YOUR ASSIGNMENT
Starting with the first line, output the data exactly, through to the last line.

*** Opening EXERCISE INPUTS ***

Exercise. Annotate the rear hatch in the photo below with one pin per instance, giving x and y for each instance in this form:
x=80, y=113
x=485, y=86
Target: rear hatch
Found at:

*** Closing EXERCISE INPUTS ***

RESULT OF THIS EXERCISE
Exercise. Annotate the rear hatch in the photo below with one pin per instance, giving x and y for each instance in this form:
x=80, y=113
x=485, y=86
Target: rear hatch
Found at:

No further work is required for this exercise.